Material provided |
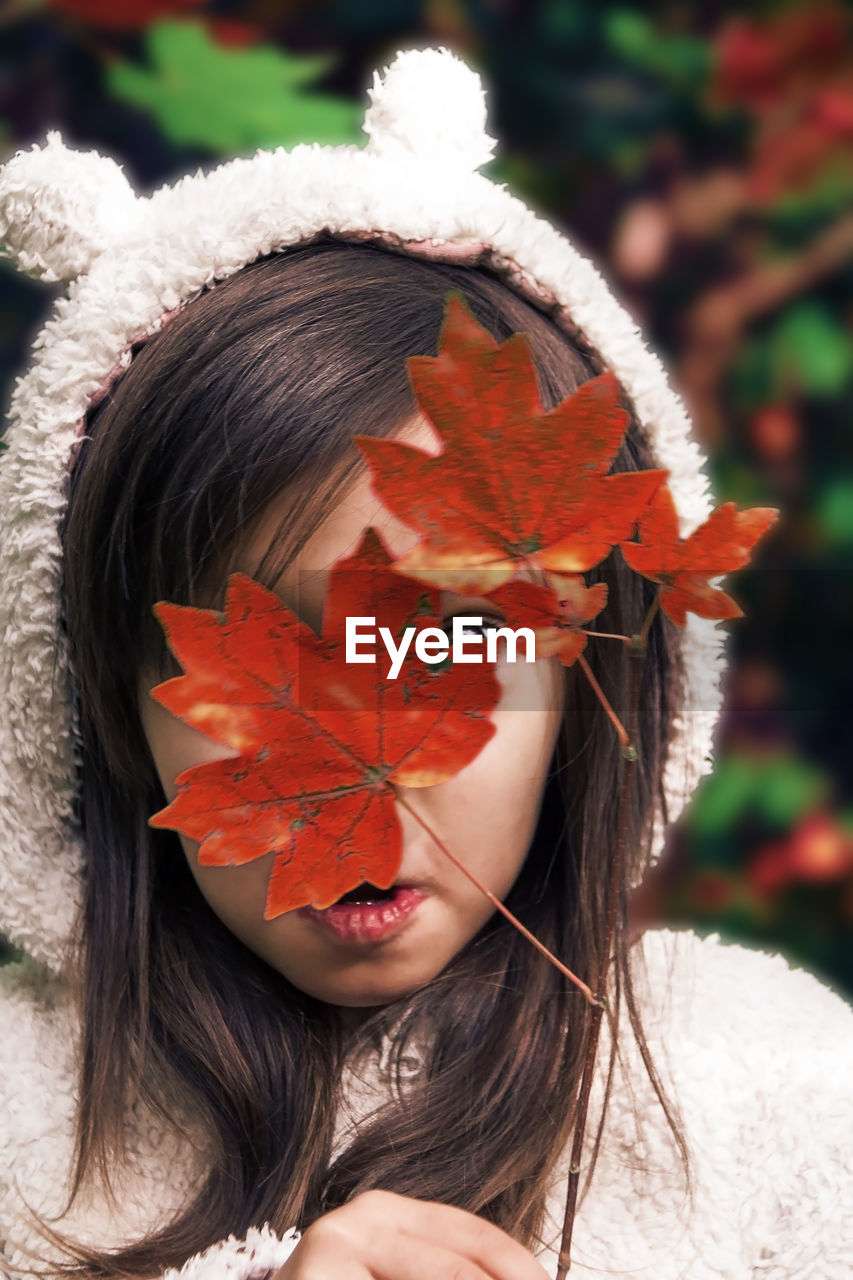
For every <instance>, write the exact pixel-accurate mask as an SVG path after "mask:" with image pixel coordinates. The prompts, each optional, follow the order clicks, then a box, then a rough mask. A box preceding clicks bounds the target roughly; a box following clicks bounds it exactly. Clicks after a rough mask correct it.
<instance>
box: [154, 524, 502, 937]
mask: <svg viewBox="0 0 853 1280" xmlns="http://www.w3.org/2000/svg"><path fill="white" fill-rule="evenodd" d="M389 566H391V558H389V556H388V553H387V550H386V548H384V545H383V544H382V541H380V539H379V538H378V535H377V534H375V531H374V530H371V529H369V530H366V532H365V535H364V538H362V541H361V545H360V547H359V549H357V552H356V553H355V554H353V556H352V557H350V558H347V559H341V561H338V562H337V563H336V564H334V566H333V570H332V573H330V579H329V589H328V595H327V602H325V608H324V618H323V635H321V636H320V637H318V636H316V635H315V634H314V631H313V630H311V628H310V627H309V626H306V625H305V623H304V622H302V621H300V618H297V617H296V616H295V614H293V613H292V612H291V611H289V609H288V608H287V607H286V605H284V604H282V602H280V600H279V598H278V596H277V595H275V594H274V593H272V591H268V590H266V588H264V586H261V585H260V584H259V582H255V581H254V580H252V579H250V577H246V576H245V575H242V573H232V575H231V577H229V579H228V588H227V595H225V612H224V618H220V616H219V614H218V613H216V612H215V611H213V609H196V608H192V607H184V605H177V604H170V603H168V602H160V603H159V604H156V605H155V607H154V611H155V613H156V616H158V618H159V621H160V623H161V625H163V627H164V631H165V634H167V639H168V643H169V648H170V649H172V652H173V653H174V654H175V657H177V658H178V660H179V662H181V664H182V667H183V668H184V675H182V676H177V677H174V678H173V680H168V681H165V682H164V684H161V685H158V686H156V687H155V689H152V690H151V696H152V698H155V699H156V700H158V701H159V703H161V705H163V707H165V708H167V709H168V710H169V712H172V713H173V714H174V716H177V717H179V718H181V719H182V721H184V723H187V724H190V726H192V727H193V728H196V730H200V731H201V732H202V733H205V735H207V736H209V737H211V739H214V740H215V741H216V742H222V744H223V745H225V746H229V748H232V749H233V750H237V751H238V753H240V755H238V756H229V758H227V759H218V760H210V762H206V763H204V764H199V765H193V767H192V768H190V769H184V771H183V772H182V773H179V774H178V777H177V778H175V783H177V787H178V794H177V796H175V797H174V800H172V803H170V804H169V805H167V808H165V809H161V810H160V812H159V813H156V814H154V815H152V817H151V818H150V819H149V823H150V826H152V827H165V828H170V829H175V831H181V832H183V833H184V835H186V836H188V837H191V838H192V840H197V841H200V850H199V861H200V864H201V865H205V867H220V865H233V864H242V863H247V861H251V860H254V859H255V858H263V856H264V855H265V854H269V852H274V854H275V861H274V865H273V869H272V873H270V879H269V890H268V899H266V906H265V913H264V915H265V919H272V918H273V916H275V915H279V914H280V913H283V911H289V910H293V909H295V908H298V906H305V905H307V904H311V905H313V906H315V908H319V909H323V908H325V906H329V905H330V904H332V902H334V901H336V900H337V899H338V897H341V895H343V893H346V892H348V890H351V888H355V887H356V886H357V884H360V883H361V882H362V881H365V879H369V881H370V882H371V883H373V884H375V886H378V887H379V888H388V887H389V886H391V884H392V883H393V881H394V877H396V874H397V872H398V869H400V861H401V856H402V835H401V827H400V822H398V818H397V814H396V806H394V795H396V792H394V783H400V785H403V786H407V787H424V786H432V785H434V783H437V782H442V781H444V780H446V778H450V777H452V776H453V774H456V773H459V771H460V769H461V768H462V767H464V765H465V764H467V763H469V762H470V760H473V759H474V758H475V756H476V755H478V754H479V751H480V750H482V748H483V746H484V745H485V742H488V741H489V739H491V737H492V736H493V733H494V724H493V723H492V721H491V719H489V718H488V716H489V712H491V710H492V709H493V707H494V705H496V704H497V701H498V698H500V692H501V686H500V684H498V681H497V678H496V676H494V671H493V668H492V667H491V666H476V667H470V666H465V667H452V666H451V667H450V668H448V669H442V671H438V669H433V668H430V667H429V666H428V664H425V663H424V662H421V660H420V659H419V658H416V657H414V655H411V654H410V655H409V657H407V659H406V660H405V662H403V664H402V667H401V671H400V675H398V676H397V678H394V680H388V678H383V676H382V675H380V673H379V672H378V671H377V667H375V666H374V664H360V663H359V664H356V663H347V662H346V660H345V653H346V649H345V620H346V617H347V616H361V614H366V616H373V617H375V618H377V626H388V628H389V632H391V634H392V635H393V636H394V637H398V636H400V635H401V634H402V630H403V627H405V626H409V625H411V626H415V627H418V628H421V627H425V626H433V625H434V626H438V625H439V622H441V618H439V616H438V608H437V599H435V596H437V593H430V591H425V590H424V588H423V586H419V585H418V584H416V582H414V581H411V580H407V579H403V577H401V576H400V575H397V573H393V572H392V571H391V567H389Z"/></svg>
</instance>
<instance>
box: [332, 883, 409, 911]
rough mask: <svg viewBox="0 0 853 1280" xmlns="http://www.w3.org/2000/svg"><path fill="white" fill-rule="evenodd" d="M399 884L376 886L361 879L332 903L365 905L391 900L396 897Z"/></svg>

Exercise requirements | Return, unchanged, every line of the data starting with the line that contains "</instance>" and continuing through the final line of the data.

Solution to the exercise |
</instance>
<instance>
box: [332, 883, 409, 911]
rough mask: <svg viewBox="0 0 853 1280" xmlns="http://www.w3.org/2000/svg"><path fill="white" fill-rule="evenodd" d="M399 884L376 886L361 879L332 903L365 905L391 900L396 897Z"/></svg>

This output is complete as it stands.